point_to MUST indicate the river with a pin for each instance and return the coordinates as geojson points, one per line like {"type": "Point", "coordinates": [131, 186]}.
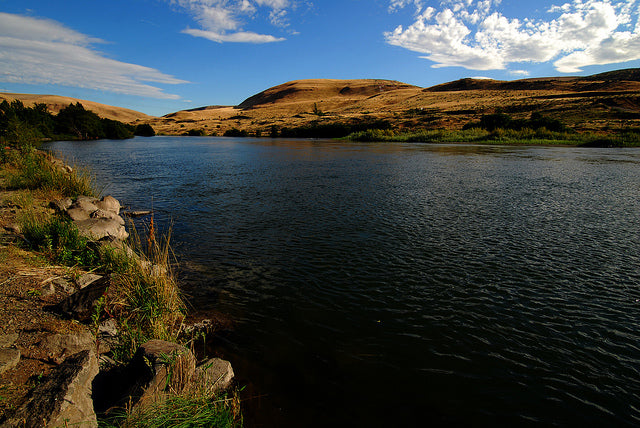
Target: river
{"type": "Point", "coordinates": [403, 284]}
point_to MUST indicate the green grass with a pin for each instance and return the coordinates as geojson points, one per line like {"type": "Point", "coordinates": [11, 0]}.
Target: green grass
{"type": "Point", "coordinates": [59, 239]}
{"type": "Point", "coordinates": [540, 136]}
{"type": "Point", "coordinates": [183, 411]}
{"type": "Point", "coordinates": [145, 298]}
{"type": "Point", "coordinates": [32, 169]}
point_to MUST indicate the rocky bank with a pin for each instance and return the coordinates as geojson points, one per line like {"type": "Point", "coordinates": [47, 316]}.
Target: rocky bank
{"type": "Point", "coordinates": [55, 368]}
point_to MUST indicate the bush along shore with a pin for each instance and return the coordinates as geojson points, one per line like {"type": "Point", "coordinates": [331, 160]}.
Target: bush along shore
{"type": "Point", "coordinates": [93, 331]}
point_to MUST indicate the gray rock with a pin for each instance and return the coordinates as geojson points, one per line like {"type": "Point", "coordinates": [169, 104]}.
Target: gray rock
{"type": "Point", "coordinates": [82, 208]}
{"type": "Point", "coordinates": [63, 285]}
{"type": "Point", "coordinates": [8, 340]}
{"type": "Point", "coordinates": [64, 399]}
{"type": "Point", "coordinates": [100, 228]}
{"type": "Point", "coordinates": [60, 346]}
{"type": "Point", "coordinates": [165, 367]}
{"type": "Point", "coordinates": [81, 304]}
{"type": "Point", "coordinates": [61, 205]}
{"type": "Point", "coordinates": [85, 280]}
{"type": "Point", "coordinates": [108, 327]}
{"type": "Point", "coordinates": [100, 213]}
{"type": "Point", "coordinates": [109, 203]}
{"type": "Point", "coordinates": [9, 358]}
{"type": "Point", "coordinates": [214, 375]}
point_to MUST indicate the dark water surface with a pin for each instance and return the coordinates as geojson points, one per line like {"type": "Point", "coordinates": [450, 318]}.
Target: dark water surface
{"type": "Point", "coordinates": [404, 284]}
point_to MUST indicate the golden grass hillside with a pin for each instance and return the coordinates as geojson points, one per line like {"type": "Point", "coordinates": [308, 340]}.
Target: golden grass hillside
{"type": "Point", "coordinates": [589, 104]}
{"type": "Point", "coordinates": [55, 103]}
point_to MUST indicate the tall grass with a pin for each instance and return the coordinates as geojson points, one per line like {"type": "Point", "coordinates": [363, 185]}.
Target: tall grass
{"type": "Point", "coordinates": [187, 410]}
{"type": "Point", "coordinates": [541, 136]}
{"type": "Point", "coordinates": [58, 238]}
{"type": "Point", "coordinates": [33, 169]}
{"type": "Point", "coordinates": [144, 297]}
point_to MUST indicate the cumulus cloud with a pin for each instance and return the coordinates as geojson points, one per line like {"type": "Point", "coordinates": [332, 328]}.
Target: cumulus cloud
{"type": "Point", "coordinates": [223, 20]}
{"type": "Point", "coordinates": [474, 34]}
{"type": "Point", "coordinates": [42, 51]}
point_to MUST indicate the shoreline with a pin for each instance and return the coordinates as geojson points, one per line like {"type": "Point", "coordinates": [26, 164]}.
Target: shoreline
{"type": "Point", "coordinates": [41, 343]}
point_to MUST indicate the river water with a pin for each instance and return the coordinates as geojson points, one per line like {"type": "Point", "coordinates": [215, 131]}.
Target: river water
{"type": "Point", "coordinates": [403, 284]}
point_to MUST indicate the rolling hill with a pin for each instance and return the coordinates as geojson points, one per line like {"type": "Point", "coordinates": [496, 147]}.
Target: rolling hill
{"type": "Point", "coordinates": [592, 103]}
{"type": "Point", "coordinates": [55, 103]}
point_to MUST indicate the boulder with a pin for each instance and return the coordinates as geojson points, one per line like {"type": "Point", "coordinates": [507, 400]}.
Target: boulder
{"type": "Point", "coordinates": [87, 279]}
{"type": "Point", "coordinates": [109, 203]}
{"type": "Point", "coordinates": [60, 346]}
{"type": "Point", "coordinates": [82, 208]}
{"type": "Point", "coordinates": [64, 399]}
{"type": "Point", "coordinates": [81, 304]}
{"type": "Point", "coordinates": [214, 375]}
{"type": "Point", "coordinates": [108, 327]}
{"type": "Point", "coordinates": [101, 228]}
{"type": "Point", "coordinates": [9, 358]}
{"type": "Point", "coordinates": [8, 340]}
{"type": "Point", "coordinates": [61, 205]}
{"type": "Point", "coordinates": [100, 213]}
{"type": "Point", "coordinates": [166, 367]}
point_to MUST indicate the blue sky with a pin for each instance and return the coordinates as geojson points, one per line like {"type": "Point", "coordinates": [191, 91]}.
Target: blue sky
{"type": "Point", "coordinates": [160, 56]}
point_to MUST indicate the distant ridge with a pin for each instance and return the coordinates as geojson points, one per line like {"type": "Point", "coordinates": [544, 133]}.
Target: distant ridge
{"type": "Point", "coordinates": [609, 81]}
{"type": "Point", "coordinates": [55, 103]}
{"type": "Point", "coordinates": [322, 89]}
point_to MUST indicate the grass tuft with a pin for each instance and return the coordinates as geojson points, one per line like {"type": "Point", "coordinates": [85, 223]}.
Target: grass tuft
{"type": "Point", "coordinates": [192, 409]}
{"type": "Point", "coordinates": [33, 169]}
{"type": "Point", "coordinates": [59, 239]}
{"type": "Point", "coordinates": [145, 297]}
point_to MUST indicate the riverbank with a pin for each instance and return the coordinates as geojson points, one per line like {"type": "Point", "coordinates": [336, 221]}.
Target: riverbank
{"type": "Point", "coordinates": [88, 308]}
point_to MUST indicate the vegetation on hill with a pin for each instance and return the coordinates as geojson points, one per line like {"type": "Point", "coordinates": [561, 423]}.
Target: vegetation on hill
{"type": "Point", "coordinates": [501, 128]}
{"type": "Point", "coordinates": [28, 126]}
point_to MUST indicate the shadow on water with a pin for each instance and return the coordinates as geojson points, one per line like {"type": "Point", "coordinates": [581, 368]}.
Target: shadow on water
{"type": "Point", "coordinates": [403, 284]}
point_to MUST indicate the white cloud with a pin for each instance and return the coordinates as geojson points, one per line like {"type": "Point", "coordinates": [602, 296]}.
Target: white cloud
{"type": "Point", "coordinates": [237, 37]}
{"type": "Point", "coordinates": [222, 20]}
{"type": "Point", "coordinates": [476, 35]}
{"type": "Point", "coordinates": [42, 51]}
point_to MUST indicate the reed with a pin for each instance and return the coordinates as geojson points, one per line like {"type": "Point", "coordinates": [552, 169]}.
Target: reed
{"type": "Point", "coordinates": [32, 169]}
{"type": "Point", "coordinates": [144, 296]}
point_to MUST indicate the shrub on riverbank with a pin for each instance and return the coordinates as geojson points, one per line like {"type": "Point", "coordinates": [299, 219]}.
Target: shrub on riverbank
{"type": "Point", "coordinates": [59, 239]}
{"type": "Point", "coordinates": [31, 169]}
{"type": "Point", "coordinates": [145, 298]}
{"type": "Point", "coordinates": [192, 409]}
{"type": "Point", "coordinates": [22, 126]}
{"type": "Point", "coordinates": [541, 136]}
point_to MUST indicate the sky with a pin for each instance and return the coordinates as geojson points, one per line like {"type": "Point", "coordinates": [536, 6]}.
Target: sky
{"type": "Point", "coordinates": [161, 56]}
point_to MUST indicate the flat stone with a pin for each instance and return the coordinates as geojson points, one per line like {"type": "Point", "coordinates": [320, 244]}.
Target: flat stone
{"type": "Point", "coordinates": [109, 203]}
{"type": "Point", "coordinates": [63, 285]}
{"type": "Point", "coordinates": [81, 304]}
{"type": "Point", "coordinates": [87, 279]}
{"type": "Point", "coordinates": [61, 205]}
{"type": "Point", "coordinates": [60, 346]}
{"type": "Point", "coordinates": [163, 367]}
{"type": "Point", "coordinates": [100, 213]}
{"type": "Point", "coordinates": [100, 228]}
{"type": "Point", "coordinates": [9, 358]}
{"type": "Point", "coordinates": [8, 340]}
{"type": "Point", "coordinates": [64, 399]}
{"type": "Point", "coordinates": [108, 327]}
{"type": "Point", "coordinates": [215, 375]}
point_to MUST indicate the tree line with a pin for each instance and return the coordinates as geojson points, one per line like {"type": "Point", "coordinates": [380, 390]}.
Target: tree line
{"type": "Point", "coordinates": [20, 125]}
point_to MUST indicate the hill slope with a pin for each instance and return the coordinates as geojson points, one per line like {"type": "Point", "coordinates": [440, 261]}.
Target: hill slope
{"type": "Point", "coordinates": [55, 103]}
{"type": "Point", "coordinates": [591, 103]}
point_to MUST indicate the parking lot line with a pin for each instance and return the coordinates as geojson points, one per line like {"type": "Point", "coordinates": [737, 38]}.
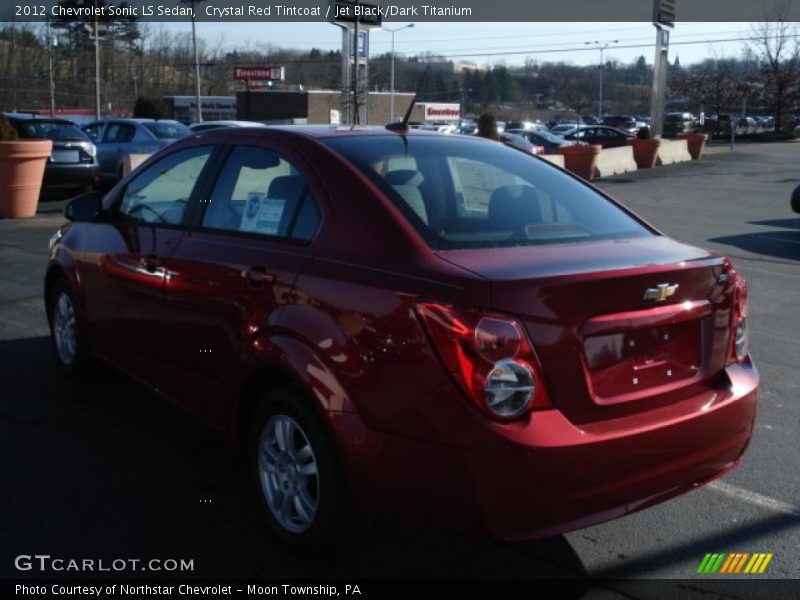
▬▬▬▬▬▬
*Objective*. Pull out every line of the records that contains the word "surface". Case counts, so copy only lines where it appears in exactly that form.

*Written solution*.
point_to MUST indicate the dark water surface with a pin for each instance and return the coordinates as geojson points, one per line like {"type": "Point", "coordinates": [450, 318]}.
Target: dark water surface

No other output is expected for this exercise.